#### Problem
Count the lines of the items below that contain the string "positive", treating uppercase and lowercase as distinct. Reply with the number alone.

#### Source data
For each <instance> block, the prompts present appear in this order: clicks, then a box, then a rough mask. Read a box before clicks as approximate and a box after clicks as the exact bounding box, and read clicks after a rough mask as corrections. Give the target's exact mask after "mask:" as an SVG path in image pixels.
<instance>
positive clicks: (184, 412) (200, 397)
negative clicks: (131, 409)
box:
==
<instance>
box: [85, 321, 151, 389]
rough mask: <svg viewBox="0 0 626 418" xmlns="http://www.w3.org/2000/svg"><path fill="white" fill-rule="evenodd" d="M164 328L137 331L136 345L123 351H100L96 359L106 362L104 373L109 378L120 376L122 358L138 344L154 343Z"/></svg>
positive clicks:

#### Reply to the task
2